→ **What the exercise asks**: Using the data below, copy out all lines with the word "ridge".

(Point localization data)
----
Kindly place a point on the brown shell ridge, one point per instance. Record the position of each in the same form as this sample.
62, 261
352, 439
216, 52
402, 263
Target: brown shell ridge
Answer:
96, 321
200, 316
----
→ **Answer space**:
Kindly place a point on the brown shell ridge, one point per instance. Record the position of each in the same form as this sample.
Target: brown shell ridge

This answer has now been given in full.